──────── Entries provided

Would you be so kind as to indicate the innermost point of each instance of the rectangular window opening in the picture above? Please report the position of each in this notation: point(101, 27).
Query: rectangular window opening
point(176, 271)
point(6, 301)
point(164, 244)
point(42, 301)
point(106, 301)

────────────────

> [Exercise goal]: Format the listing above as a JSON list of strings, with each line as its own string and any blank lines left out.

> [Task answer]:
[
  "Would you be so kind as to indicate the innermost point of each instance of the rectangular window opening in the picture above? Please report the position of each in this notation: point(101, 27).",
  "Query: rectangular window opening",
  "point(176, 271)",
  "point(6, 301)",
  "point(164, 244)",
  "point(42, 301)",
  "point(106, 301)"
]